■ **Problem**:
Read the data that follows. Then repeat it exactly.

■ **Provided records**:
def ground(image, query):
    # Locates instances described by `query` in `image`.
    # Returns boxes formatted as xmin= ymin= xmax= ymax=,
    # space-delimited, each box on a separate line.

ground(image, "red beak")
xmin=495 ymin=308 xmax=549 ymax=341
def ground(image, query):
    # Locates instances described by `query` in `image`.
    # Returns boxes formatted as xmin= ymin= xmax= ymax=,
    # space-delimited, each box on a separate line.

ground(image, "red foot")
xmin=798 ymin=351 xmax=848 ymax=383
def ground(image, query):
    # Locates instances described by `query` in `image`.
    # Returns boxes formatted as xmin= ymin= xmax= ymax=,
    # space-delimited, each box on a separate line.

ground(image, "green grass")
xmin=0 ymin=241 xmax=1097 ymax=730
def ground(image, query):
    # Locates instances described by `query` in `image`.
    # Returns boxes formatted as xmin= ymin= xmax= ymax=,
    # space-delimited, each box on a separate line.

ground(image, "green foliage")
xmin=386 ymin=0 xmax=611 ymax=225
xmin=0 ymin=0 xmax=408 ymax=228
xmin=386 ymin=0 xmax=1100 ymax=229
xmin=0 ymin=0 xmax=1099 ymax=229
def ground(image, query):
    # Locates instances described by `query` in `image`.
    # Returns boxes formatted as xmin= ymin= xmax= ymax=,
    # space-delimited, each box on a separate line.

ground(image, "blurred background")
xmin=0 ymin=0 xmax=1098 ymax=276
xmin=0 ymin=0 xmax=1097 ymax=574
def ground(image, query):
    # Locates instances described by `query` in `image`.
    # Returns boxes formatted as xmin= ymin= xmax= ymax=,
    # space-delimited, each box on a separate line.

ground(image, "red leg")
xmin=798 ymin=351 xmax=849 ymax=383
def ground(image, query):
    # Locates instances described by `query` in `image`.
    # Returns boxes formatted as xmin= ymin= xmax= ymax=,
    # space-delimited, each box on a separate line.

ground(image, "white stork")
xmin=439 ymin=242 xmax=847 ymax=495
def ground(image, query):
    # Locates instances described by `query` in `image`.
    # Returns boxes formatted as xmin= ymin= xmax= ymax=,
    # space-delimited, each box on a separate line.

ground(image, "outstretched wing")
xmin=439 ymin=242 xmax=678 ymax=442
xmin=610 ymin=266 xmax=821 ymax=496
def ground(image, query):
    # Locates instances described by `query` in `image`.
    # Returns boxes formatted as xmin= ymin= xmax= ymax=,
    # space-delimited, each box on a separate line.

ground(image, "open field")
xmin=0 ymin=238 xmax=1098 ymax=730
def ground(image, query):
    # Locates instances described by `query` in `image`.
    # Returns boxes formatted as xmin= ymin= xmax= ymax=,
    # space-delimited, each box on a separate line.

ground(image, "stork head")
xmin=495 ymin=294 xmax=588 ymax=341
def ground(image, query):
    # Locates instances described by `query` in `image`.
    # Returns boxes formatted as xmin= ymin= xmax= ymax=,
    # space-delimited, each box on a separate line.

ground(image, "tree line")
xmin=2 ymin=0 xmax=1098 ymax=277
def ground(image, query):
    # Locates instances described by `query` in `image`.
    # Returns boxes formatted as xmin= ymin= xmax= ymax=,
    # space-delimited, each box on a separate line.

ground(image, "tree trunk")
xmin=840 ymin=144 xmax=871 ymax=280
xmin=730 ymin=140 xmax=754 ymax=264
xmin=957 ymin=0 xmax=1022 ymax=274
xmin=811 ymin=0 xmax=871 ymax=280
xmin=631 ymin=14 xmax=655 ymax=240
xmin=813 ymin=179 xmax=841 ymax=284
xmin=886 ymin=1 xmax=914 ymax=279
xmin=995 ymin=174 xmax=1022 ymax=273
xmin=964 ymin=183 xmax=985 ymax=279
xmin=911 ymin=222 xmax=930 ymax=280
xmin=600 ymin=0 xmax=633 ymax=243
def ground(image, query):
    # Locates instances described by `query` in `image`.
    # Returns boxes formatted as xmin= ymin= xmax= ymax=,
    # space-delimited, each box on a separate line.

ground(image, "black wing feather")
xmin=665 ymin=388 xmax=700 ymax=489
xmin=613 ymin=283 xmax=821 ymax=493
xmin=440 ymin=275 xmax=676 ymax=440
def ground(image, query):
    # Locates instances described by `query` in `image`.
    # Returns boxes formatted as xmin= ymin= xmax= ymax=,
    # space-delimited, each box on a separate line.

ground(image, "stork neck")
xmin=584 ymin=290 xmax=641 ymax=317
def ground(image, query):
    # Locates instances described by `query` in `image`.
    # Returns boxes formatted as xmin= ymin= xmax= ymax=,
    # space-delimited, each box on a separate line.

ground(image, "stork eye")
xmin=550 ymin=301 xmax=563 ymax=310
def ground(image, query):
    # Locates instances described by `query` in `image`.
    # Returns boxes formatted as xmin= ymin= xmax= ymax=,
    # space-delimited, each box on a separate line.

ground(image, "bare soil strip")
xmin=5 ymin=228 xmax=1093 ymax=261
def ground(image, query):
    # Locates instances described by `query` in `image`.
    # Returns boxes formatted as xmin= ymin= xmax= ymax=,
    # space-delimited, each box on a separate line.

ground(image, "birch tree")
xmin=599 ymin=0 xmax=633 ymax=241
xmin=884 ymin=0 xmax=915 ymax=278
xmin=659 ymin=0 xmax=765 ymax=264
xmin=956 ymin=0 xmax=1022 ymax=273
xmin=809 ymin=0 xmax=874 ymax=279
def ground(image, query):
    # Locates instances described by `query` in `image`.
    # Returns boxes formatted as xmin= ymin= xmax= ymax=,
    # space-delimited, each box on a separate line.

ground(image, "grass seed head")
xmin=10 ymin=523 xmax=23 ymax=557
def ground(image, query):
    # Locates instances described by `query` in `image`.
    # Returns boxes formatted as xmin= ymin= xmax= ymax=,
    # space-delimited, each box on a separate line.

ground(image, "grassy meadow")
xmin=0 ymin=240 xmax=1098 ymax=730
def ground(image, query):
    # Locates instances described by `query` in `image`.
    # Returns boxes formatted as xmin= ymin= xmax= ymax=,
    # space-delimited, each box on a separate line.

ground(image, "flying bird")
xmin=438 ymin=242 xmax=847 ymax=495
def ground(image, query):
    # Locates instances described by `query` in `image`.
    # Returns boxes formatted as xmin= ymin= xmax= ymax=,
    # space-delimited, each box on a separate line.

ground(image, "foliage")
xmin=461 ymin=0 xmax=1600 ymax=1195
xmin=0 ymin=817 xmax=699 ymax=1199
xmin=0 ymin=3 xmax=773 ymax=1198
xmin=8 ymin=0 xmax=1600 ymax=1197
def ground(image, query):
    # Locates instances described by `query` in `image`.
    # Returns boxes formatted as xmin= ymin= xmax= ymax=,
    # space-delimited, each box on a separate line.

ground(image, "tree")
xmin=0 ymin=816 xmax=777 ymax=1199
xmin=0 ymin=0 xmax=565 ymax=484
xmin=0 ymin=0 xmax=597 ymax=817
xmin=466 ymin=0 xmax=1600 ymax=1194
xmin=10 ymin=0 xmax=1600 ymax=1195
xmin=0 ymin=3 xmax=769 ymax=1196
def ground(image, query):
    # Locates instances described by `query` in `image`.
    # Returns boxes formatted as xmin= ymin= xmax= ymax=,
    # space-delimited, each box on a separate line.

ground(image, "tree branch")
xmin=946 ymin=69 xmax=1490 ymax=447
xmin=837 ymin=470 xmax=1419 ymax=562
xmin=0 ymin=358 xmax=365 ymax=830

■ **Answer to the exercise**:
def ground(image, query):
    # Locates instances described by `query` in `image`.
    # Returns boxes formatted as xmin= ymin= xmax= ymax=,
    # space-delimited, each box on a separate line.

ground(image, "red beak")
xmin=495 ymin=308 xmax=549 ymax=341
def ground(image, query):
    # Locates instances described by `query` in `image`.
    # Returns boxes formatted as xmin= ymin= xmax= ymax=,
    # space-delimited, each box on a separate line.

ground(image, "red foot")
xmin=798 ymin=351 xmax=848 ymax=383
def ground(image, query):
    # Locates instances described by `query` in `image`.
    # Returns boxes formatted as xmin= ymin= xmax= ymax=,
    # space-delimited, each box on a separate line.

ground(image, "green grass")
xmin=0 ymin=241 xmax=1097 ymax=730
def ground(image, query):
    # Locates instances described by `query` in `image`.
    # Returns boxes formatted as xmin= ymin= xmax= ymax=,
    # space-delimited, each box on a separate line.

ground(image, "green foliage")
xmin=386 ymin=0 xmax=611 ymax=225
xmin=0 ymin=0 xmax=408 ymax=228
xmin=386 ymin=0 xmax=1100 ymax=229
xmin=0 ymin=0 xmax=1099 ymax=229
def ground(image, query):
    # Locates instances described by `query` in `image`.
    # Returns boxes formatted as xmin= ymin= xmax= ymax=,
    # space-delimited, each box on a separate line.

ground(image, "blurred background")
xmin=0 ymin=0 xmax=1098 ymax=276
xmin=0 ymin=0 xmax=1097 ymax=574
def ground(image, query):
    # Locates instances described by `query` in `image`.
    # Returns boxes formatted as xmin= ymin= xmax= ymax=,
    # space-delimited, each box on a separate line.

ground(image, "red leg")
xmin=798 ymin=351 xmax=849 ymax=383
def ground(image, query):
    # Locates instances described by `query` in `image`.
    # Returns boxes formatted as xmin= ymin= xmax= ymax=,
    # space-delimited, each box on a separate line.

ground(image, "white stork")
xmin=439 ymin=242 xmax=847 ymax=495
def ground(image, query):
    # Locates instances described by `query` in `image`.
    # Returns boxes formatted as xmin= ymin= xmax= ymax=,
    # space-delimited, each box on a separate line.

ground(image, "outstretched wing")
xmin=439 ymin=242 xmax=678 ymax=442
xmin=610 ymin=266 xmax=821 ymax=496
def ground(image, query):
    # Locates instances described by `query` in `image`.
    # Returns boxes formatted as xmin= ymin= xmax= ymax=,
    # space-delimited, each box on a separate line.

ground(image, "open field")
xmin=0 ymin=238 xmax=1098 ymax=730
def ground(image, query):
    # Locates instances described by `query` in `image`.
    # Returns boxes formatted as xmin= ymin= xmax= ymax=,
    # space-delimited, each box on a separate line.

ground(image, "stork head")
xmin=495 ymin=294 xmax=588 ymax=341
def ground(image, query):
    # Locates instances described by `query` in `image`.
    # Returns boxes formatted as xmin= ymin= xmax= ymax=,
    # space-delimited, each box on a separate line.

ground(image, "tree line")
xmin=2 ymin=0 xmax=1098 ymax=277
def ground(image, query):
    # Locates instances described by `query` in `image`.
    # Returns boxes formatted as xmin= ymin= xmax= ymax=,
    # space-delimited, each box on a separate line.

ground(image, "tree trunk")
xmin=840 ymin=144 xmax=871 ymax=280
xmin=730 ymin=140 xmax=754 ymax=264
xmin=957 ymin=0 xmax=1022 ymax=274
xmin=811 ymin=0 xmax=871 ymax=280
xmin=631 ymin=14 xmax=655 ymax=240
xmin=813 ymin=179 xmax=841 ymax=284
xmin=886 ymin=1 xmax=914 ymax=279
xmin=995 ymin=174 xmax=1022 ymax=273
xmin=964 ymin=183 xmax=985 ymax=279
xmin=911 ymin=222 xmax=930 ymax=280
xmin=600 ymin=0 xmax=633 ymax=243
def ground(image, query):
    # Locates instances described by `query` in `image`.
    # Returns boxes formatted as xmin= ymin= xmax= ymax=,
    # space-delimited, each box on a separate line.

ground(image, "black wing feather")
xmin=665 ymin=388 xmax=700 ymax=489
xmin=613 ymin=283 xmax=821 ymax=493
xmin=440 ymin=275 xmax=676 ymax=440
def ground(image, query):
    # Locates instances described by `query` in `image`.
    # Returns boxes formatted as xmin= ymin= xmax= ymax=,
    # space-delimited, each box on a separate line.

ground(image, "stork neck")
xmin=584 ymin=290 xmax=641 ymax=317
def ground(image, query):
    # Locates instances described by `query` in `image`.
    # Returns boxes formatted as xmin= ymin= xmax= ymax=,
    # space-delimited, each box on a separate line.

ground(image, "stork eye")
xmin=550 ymin=301 xmax=563 ymax=310
def ground(image, query):
    # Locates instances described by `query` in `image`.
    # Returns boxes formatted as xmin= ymin= xmax= ymax=,
    # space-delimited, each box on a separate line.

ground(image, "bare soil strip")
xmin=5 ymin=228 xmax=1093 ymax=261
def ground(image, query):
    # Locates instances described by `query` in `image`.
    # Returns boxes formatted as xmin= ymin= xmax= ymax=,
    # space-delimited, each box on a separate line.

ground(image, "birch tree")
xmin=599 ymin=0 xmax=633 ymax=241
xmin=884 ymin=0 xmax=915 ymax=278
xmin=659 ymin=0 xmax=765 ymax=264
xmin=956 ymin=0 xmax=1022 ymax=273
xmin=809 ymin=0 xmax=874 ymax=279
def ground(image, query):
    # Locates instances described by `query` in `image`.
    # Returns boxes formatted as xmin= ymin= xmax= ymax=,
    # space-delimited, each box on a separate line.

ground(image, "grass seed head")
xmin=10 ymin=523 xmax=23 ymax=557
def ground(image, query):
    # Locates instances described by `query` in `image`.
    # Returns boxes formatted as xmin= ymin= xmax= ymax=,
    # space-delimited, each box on a separate line.

ground(image, "grassy meadow")
xmin=0 ymin=240 xmax=1098 ymax=730
def ground(image, query):
    # Locates instances described by `query` in `image`.
    # Returns boxes formatted as xmin= ymin= xmax= ymax=,
    # space-delimited, each box on a separate line.

ground(image, "flying bird")
xmin=438 ymin=242 xmax=847 ymax=495
def ground(image, query):
    # Locates instances described by `query` in `image`.
    # Returns boxes formatted as xmin= ymin= xmax= ymax=,
    # space-delimited, each box on a separate line.

ground(image, "foliage")
xmin=461 ymin=0 xmax=1600 ymax=1195
xmin=0 ymin=817 xmax=699 ymax=1199
xmin=0 ymin=3 xmax=773 ymax=1198
xmin=8 ymin=0 xmax=1600 ymax=1197
def ground(image, query):
    # Locates instances described by `query` in `image`.
    # Returns boxes formatted as xmin= ymin= xmax= ymax=,
    # space-delimited, each box on a separate line.

ground(image, "tree")
xmin=0 ymin=816 xmax=777 ymax=1199
xmin=0 ymin=0 xmax=565 ymax=484
xmin=0 ymin=0 xmax=597 ymax=817
xmin=466 ymin=0 xmax=1600 ymax=1194
xmin=10 ymin=0 xmax=1600 ymax=1195
xmin=0 ymin=3 xmax=769 ymax=1196
def ground(image, query):
    # Locates instances described by `query` in `image`.
    # Returns boxes formatted as xmin= ymin= xmax= ymax=,
    # space-delimited, each box on a separate line.

ground(image, "tree branch")
xmin=946 ymin=69 xmax=1490 ymax=447
xmin=837 ymin=470 xmax=1419 ymax=562
xmin=0 ymin=358 xmax=365 ymax=830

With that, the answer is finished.